### [Position annotation records]
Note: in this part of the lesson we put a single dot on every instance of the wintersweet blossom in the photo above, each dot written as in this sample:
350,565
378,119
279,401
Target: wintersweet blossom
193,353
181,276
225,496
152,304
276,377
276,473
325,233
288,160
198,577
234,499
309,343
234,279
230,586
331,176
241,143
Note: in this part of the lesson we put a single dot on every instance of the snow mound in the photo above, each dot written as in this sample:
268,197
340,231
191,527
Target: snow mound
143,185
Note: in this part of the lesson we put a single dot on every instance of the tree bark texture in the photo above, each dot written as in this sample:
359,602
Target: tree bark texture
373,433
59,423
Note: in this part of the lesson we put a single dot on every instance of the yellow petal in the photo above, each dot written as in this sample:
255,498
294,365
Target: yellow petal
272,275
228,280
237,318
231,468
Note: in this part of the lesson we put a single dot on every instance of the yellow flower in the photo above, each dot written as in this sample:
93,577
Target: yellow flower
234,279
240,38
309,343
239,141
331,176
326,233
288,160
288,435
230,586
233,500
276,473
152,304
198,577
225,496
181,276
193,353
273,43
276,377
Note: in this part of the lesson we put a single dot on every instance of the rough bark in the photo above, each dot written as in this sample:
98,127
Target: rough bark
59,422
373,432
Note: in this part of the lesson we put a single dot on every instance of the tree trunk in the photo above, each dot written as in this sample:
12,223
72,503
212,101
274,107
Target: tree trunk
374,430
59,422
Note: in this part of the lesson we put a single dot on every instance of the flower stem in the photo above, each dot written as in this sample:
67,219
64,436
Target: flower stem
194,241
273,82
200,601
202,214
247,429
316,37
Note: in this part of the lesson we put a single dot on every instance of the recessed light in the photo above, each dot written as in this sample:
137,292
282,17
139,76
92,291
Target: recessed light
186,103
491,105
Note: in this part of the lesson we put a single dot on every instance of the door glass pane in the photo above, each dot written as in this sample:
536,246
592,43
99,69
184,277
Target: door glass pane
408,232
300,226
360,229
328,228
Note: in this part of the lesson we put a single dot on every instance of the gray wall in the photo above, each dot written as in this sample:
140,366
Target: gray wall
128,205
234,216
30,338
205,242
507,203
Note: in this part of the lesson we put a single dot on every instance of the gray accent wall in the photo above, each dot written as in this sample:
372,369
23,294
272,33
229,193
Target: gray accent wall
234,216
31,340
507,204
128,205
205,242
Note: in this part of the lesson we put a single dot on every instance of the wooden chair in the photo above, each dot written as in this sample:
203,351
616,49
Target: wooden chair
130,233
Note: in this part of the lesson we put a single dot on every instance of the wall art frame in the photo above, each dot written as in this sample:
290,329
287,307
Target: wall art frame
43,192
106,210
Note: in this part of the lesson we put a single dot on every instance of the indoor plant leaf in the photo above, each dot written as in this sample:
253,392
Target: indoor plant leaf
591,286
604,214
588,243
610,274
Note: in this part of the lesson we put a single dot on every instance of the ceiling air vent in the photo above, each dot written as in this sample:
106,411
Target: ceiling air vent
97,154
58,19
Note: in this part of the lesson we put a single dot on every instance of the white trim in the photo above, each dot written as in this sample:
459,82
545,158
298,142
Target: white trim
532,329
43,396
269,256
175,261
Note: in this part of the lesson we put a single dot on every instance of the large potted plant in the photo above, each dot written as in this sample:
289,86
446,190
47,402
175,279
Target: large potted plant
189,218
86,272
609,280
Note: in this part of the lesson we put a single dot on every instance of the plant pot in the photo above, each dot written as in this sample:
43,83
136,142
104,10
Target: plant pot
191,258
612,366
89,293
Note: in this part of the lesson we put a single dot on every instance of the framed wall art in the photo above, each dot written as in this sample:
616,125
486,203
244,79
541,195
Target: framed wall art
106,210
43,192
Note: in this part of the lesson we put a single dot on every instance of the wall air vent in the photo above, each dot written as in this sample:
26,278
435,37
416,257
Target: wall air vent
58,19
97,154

### [Short problem]
Return every line from the one containing "of the plant" through the last line of the items, both ends included, copied word for word.

### [Answer for this exercise]
Note: in this part of the lesson we put a single dot on every instance of the plant pot in the photo above, each dot written as in this sample:
43,83
136,142
104,10
Target: plant pot
191,258
612,366
89,293
Note: in this part of the lesson we put a single dot on every instance of the framed wall art in the photo above, each dot written as in this sample:
616,125
486,203
244,79
541,195
Target: framed wall art
106,210
43,192
Note: in this part of the lesson we put a single dot on every instance of the wall air vent in the photo above, each dot written as in this sample:
26,278
435,37
416,257
Target: wall air vent
58,19
97,154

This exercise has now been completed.